### Extrait du document
[Déchets] Run’eva : mais où est la chaudière ?

LE FUTUR INCINÉRATEUR DE PIERREFONDS SE CHERCHE UN REPRENEUR

Dans un peu plus d’un an, Ileva livrera une usine de traitement des déchets dépourvue de son « coeur de réacteur ». L’incinérateur censé brûler les ordures de l’Ouest et du Sud se cherche toujours un constructeur exploitant. Dans le meilleur des cas, il faudra attendre 2026 pour livrer une usine complète.

La presse a pu constater l’avancée des travaux du futur pôle de traitement multifilières Run’eva.

Les Réunionnais se sont entendu dire depuis mardi soir que le futur « pôle de traitement des déchets du Sud et de l’Ouest », Run’eva, était en bonne voie de réalisation… Ils sont même amenés à croire que l’outil sera livré dans un peu plus d’un an : mi-2024. Tel a été le message rapporté suite à la conférence de presse organisée par Ileva, le syndicat mixte des déchets de la Civis, la Casud et le TCO.

La mauvaise nouvelle c’est qu’il manquera la chaudière et le générateur permettant de brûler les déchets et de produire de l’électricité… La seule certitude c’est qu’à cette fameuse échéance de mi-2024, le pôle de traitement ne sera livré que partiellement. Un peu comme la Nouvelle Route du Littoral, mais c’est une autre histoire…

Le groupement des constructeurs Spie Batignolles, Colas, GTOI, de l’équipementier Bollegraf et des architectes Architrav, devrait bien livrer l’essentiel du bâti à l’échéance. Et c’est déjà un exploit à mettre à l’actif des cadres d’Ileva qui ont su coordonner les travaux après la disparition de la CNIM (anciennement Constructions navales et industrielles de la Méditerranée).

### Consigne écrite 1
D'après l'article sur le futur incinérateur de Pierrefonds, quelles pièces manqueront à l'usine livrée mi-2024 ?

### Données fournies

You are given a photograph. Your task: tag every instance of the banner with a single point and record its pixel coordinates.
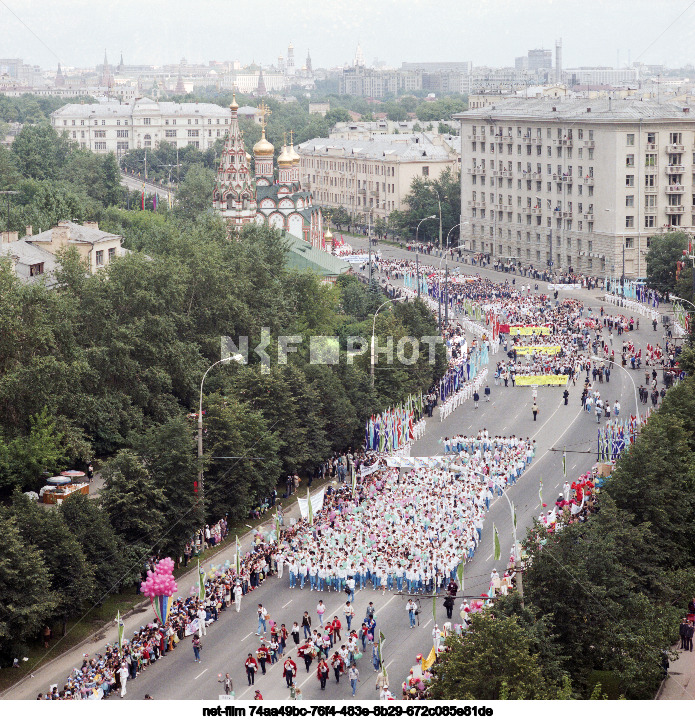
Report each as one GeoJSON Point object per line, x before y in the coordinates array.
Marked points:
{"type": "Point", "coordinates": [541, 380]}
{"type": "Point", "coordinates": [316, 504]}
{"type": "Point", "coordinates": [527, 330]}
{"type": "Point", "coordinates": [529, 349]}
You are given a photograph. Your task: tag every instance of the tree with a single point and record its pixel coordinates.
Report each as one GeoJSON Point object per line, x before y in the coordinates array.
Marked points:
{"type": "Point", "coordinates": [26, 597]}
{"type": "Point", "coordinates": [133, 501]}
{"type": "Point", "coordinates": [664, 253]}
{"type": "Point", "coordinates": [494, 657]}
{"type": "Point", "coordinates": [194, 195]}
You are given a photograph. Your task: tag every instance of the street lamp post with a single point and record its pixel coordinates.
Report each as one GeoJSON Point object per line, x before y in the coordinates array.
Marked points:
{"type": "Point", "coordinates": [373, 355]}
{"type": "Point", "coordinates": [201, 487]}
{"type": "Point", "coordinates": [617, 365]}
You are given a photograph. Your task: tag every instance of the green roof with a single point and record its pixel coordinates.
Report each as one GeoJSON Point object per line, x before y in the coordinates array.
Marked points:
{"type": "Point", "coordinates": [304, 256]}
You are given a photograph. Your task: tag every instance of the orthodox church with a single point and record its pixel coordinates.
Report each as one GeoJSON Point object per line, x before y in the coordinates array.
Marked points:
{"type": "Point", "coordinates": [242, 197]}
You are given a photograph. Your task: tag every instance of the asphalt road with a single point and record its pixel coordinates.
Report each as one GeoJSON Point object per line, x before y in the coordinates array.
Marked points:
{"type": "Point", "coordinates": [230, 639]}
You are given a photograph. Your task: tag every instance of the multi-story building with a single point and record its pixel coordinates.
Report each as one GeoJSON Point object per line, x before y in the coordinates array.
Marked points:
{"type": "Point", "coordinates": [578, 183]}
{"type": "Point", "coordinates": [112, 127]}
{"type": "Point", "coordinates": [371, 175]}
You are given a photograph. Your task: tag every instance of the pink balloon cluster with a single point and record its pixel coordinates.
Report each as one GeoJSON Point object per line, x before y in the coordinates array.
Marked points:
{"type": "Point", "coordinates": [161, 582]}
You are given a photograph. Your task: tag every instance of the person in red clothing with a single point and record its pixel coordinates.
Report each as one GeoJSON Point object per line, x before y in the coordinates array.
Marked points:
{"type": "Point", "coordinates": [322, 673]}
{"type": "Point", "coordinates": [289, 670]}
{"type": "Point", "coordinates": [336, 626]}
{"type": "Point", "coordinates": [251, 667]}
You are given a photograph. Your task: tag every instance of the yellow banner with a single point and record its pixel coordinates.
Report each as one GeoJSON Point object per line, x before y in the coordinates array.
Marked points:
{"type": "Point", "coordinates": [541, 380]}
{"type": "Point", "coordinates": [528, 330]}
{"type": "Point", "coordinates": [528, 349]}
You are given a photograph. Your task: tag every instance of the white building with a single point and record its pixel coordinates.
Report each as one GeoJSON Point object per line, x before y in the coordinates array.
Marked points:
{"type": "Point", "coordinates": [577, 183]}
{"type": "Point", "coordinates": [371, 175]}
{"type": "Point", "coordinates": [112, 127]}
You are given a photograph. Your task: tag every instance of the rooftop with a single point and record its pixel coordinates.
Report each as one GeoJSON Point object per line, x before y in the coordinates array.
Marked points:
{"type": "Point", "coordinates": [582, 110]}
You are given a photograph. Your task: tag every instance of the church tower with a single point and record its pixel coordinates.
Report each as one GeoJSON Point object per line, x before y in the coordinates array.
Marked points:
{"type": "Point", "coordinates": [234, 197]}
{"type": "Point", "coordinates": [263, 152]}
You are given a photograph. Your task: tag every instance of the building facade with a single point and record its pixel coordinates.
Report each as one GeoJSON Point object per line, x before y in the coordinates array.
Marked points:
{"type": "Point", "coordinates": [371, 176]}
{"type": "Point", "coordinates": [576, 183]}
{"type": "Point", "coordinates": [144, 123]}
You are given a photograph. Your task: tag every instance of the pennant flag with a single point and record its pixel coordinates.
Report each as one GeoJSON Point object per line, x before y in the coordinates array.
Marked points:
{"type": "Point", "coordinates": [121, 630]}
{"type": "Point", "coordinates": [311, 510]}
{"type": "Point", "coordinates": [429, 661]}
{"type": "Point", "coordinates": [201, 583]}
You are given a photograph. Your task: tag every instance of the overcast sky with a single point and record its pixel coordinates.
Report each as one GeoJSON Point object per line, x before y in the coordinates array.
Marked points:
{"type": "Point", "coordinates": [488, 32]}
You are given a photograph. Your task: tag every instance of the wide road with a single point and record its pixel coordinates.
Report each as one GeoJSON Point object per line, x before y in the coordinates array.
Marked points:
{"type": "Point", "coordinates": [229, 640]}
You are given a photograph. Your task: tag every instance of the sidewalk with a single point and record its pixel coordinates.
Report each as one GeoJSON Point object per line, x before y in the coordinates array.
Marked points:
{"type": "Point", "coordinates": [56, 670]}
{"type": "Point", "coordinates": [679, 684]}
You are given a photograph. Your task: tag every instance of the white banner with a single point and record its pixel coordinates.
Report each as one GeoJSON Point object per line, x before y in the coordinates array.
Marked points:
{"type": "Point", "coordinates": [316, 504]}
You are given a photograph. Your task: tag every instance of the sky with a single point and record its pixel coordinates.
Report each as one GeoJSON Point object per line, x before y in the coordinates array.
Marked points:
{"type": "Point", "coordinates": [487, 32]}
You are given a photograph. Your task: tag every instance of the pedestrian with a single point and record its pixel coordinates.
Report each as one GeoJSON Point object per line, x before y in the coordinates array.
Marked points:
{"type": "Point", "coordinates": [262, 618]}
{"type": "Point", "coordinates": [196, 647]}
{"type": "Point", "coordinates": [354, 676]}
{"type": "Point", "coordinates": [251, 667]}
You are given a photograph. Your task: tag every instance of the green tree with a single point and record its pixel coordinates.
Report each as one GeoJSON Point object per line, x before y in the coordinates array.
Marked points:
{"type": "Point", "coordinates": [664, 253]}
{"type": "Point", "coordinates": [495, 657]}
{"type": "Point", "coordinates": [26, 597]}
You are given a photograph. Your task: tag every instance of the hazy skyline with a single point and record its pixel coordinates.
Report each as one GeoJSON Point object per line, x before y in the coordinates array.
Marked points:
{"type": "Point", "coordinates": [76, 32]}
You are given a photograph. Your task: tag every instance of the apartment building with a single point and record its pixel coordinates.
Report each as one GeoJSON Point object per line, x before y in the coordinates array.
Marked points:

### Consigne écrite 2
Relève dans les enregistrements toutes les lignes qui contiennent le mot « green ».

### Réponse attendue 1
La chaudière et le générateur qui permettent de brûler les déchets et de produire de l'électricité.

### Réponse attendue 2
You are given a photograph. Your task: tag every instance of the green roof with a single point and record its pixel coordinates.
You are given a photograph. Your task: tag every instance of the green tree with a single point and record its pixel coordinates.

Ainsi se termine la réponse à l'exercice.